Goal:
Transcribe the records below exactly as they appear.

Extracted entries:
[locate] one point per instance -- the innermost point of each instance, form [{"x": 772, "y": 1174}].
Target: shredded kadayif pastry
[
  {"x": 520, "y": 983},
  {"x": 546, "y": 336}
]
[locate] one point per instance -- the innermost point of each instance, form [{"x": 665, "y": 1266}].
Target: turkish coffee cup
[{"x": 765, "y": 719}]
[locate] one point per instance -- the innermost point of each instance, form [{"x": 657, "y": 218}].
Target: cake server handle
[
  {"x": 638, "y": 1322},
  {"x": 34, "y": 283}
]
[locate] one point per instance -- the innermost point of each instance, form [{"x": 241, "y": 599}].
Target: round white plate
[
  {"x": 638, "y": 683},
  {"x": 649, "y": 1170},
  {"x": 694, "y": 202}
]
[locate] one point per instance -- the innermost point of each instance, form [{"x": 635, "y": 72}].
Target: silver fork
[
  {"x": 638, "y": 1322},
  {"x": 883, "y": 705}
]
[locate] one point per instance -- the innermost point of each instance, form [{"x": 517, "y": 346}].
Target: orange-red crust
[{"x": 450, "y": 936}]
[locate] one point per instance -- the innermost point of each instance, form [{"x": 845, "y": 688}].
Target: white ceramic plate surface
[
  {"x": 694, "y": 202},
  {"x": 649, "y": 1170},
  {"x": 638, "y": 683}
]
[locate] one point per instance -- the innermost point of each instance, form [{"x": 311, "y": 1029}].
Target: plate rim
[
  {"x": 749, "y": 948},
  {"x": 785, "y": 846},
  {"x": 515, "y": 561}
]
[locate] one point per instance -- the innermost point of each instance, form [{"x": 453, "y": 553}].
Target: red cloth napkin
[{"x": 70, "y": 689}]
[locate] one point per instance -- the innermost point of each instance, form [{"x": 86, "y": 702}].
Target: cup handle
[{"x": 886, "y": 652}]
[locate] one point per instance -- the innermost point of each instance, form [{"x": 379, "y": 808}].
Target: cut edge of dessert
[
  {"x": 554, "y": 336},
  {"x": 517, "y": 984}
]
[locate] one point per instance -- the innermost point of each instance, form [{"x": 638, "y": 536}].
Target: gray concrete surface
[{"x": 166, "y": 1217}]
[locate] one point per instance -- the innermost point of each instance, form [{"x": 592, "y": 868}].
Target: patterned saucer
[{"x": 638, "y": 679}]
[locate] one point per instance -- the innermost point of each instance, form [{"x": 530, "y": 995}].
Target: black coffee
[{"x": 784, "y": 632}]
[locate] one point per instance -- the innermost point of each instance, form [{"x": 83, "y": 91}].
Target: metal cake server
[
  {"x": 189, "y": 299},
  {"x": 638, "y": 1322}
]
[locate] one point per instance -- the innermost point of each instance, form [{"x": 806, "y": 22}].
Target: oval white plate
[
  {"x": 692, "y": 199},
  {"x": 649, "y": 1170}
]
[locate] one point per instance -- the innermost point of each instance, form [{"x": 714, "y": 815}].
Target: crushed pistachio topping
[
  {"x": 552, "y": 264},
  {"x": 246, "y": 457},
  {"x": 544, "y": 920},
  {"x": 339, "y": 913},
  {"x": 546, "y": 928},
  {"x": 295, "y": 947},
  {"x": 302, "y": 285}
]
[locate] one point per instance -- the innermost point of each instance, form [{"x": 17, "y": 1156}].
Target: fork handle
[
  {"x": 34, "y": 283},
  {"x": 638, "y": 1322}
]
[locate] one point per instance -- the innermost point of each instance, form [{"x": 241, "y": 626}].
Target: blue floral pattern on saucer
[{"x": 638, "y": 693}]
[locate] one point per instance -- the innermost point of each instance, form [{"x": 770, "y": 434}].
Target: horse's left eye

Full answer:
[locate] one point per instance -- the innermost point of each instance, form [{"x": 772, "y": 1174}].
Target: shredded kadayif pastry
[
  {"x": 520, "y": 983},
  {"x": 546, "y": 336}
]
[locate] one point per instance -- the innermost point of each instance, form [{"x": 665, "y": 1266}].
Target: turkish coffee cup
[{"x": 765, "y": 719}]
[locate] one point per instance -- the innermost point of each instance, form [{"x": 657, "y": 218}].
Target: cake server handle
[
  {"x": 638, "y": 1322},
  {"x": 34, "y": 283}
]
[locate] one point per instance -- the innermost point of each instance, form [{"x": 241, "y": 599}].
Target: round white plate
[
  {"x": 638, "y": 683},
  {"x": 649, "y": 1170},
  {"x": 694, "y": 202}
]
[locate] one point per instance -- the innermost point of each instance, form [{"x": 635, "y": 72}].
Target: silver fork
[
  {"x": 638, "y": 1322},
  {"x": 883, "y": 705}
]
[locate] one point per instance -- the innermost point of each instance, form [{"x": 517, "y": 346}].
Target: orange-red crust
[{"x": 450, "y": 936}]
[locate] one point per instance -- the innermost point of each instance, form [{"x": 845, "y": 688}].
Target: white ceramic plate surface
[
  {"x": 694, "y": 202},
  {"x": 649, "y": 1170},
  {"x": 638, "y": 683}
]
[locate] one point per instance -- the innermost point of each instance, form [{"x": 311, "y": 1029}].
Target: plate rim
[
  {"x": 749, "y": 948},
  {"x": 785, "y": 846},
  {"x": 515, "y": 561}
]
[locate] one point per instance -- the innermost point of each instance, form [{"x": 453, "y": 553}].
Target: red cloth napkin
[{"x": 70, "y": 689}]
[locate] one point per instance -- the innermost point of each instance, form [{"x": 86, "y": 702}].
Target: cup handle
[{"x": 886, "y": 652}]
[locate] one point per instance -- the innermost point of each instance, form [{"x": 379, "y": 808}].
Target: cut edge of dessert
[
  {"x": 554, "y": 336},
  {"x": 517, "y": 984}
]
[locate] one point per instance -- the innermost point of each instance, form [{"x": 638, "y": 536}].
Target: gray concrete surface
[{"x": 166, "y": 1217}]
[locate] one point per instance -- the innermost point of each instance, form [{"x": 592, "y": 868}].
Target: patterned saucer
[{"x": 638, "y": 679}]
[locate] one point per instance -- the innermost point of each instance, form [{"x": 530, "y": 995}].
Target: black coffee
[{"x": 784, "y": 632}]
[locate] one point per instance -- the innermost point of each instance, form [{"x": 83, "y": 91}].
Target: metal cake server
[
  {"x": 189, "y": 299},
  {"x": 638, "y": 1322}
]
[locate] one point per instance -- the innermost point of each instance, form [{"x": 806, "y": 22}].
Target: oval white plate
[
  {"x": 692, "y": 199},
  {"x": 649, "y": 1170}
]
[locate] one point per instance -- the innermost point of each instance, form [{"x": 714, "y": 815}].
Target: crushed pistachio topping
[
  {"x": 552, "y": 264},
  {"x": 246, "y": 457},
  {"x": 544, "y": 920},
  {"x": 339, "y": 913},
  {"x": 546, "y": 928},
  {"x": 295, "y": 947},
  {"x": 302, "y": 285}
]
[locate] one point per instance -- the innermost point of each instance, form [{"x": 17, "y": 1156}].
Target: fork handle
[
  {"x": 34, "y": 283},
  {"x": 638, "y": 1322}
]
[locate] one point per instance -- the innermost point of each instance, form [{"x": 241, "y": 626}].
Target: blue floral pattern on saucer
[{"x": 638, "y": 693}]
[locate] one point per instance -- the innermost point of each instance, form [{"x": 770, "y": 434}].
Target: horse's left eye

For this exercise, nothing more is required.